### [The problem]
Collect all lines from the records below that include the word "query".

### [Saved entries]
◆ ◆ ◆ ◆ ◆ ◆ ◆
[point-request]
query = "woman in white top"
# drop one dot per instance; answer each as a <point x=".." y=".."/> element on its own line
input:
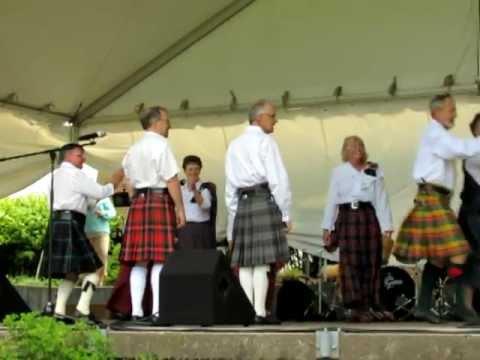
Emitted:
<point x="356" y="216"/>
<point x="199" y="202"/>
◆ ◆ ◆ ◆ ◆ ◆ ◆
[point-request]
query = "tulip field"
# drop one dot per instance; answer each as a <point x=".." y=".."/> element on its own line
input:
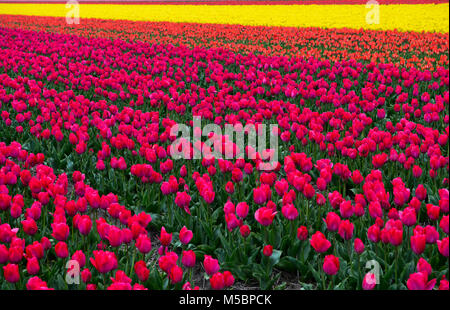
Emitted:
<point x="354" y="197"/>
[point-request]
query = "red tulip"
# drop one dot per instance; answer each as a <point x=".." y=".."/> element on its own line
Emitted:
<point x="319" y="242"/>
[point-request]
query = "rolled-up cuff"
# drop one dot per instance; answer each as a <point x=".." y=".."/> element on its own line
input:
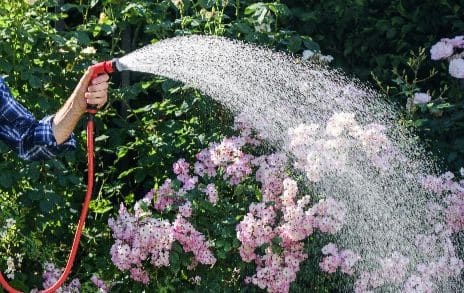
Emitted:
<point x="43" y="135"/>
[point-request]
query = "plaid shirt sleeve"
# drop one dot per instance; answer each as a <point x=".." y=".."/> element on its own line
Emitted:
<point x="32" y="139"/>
◆ ◆ ◆ ◆ ◆ ◆ ◆
### [Task output]
query = "woman in white top"
query = "tulip field"
query = "red tulip"
query = "rolled-up cuff"
query = "plaid shirt sleeve"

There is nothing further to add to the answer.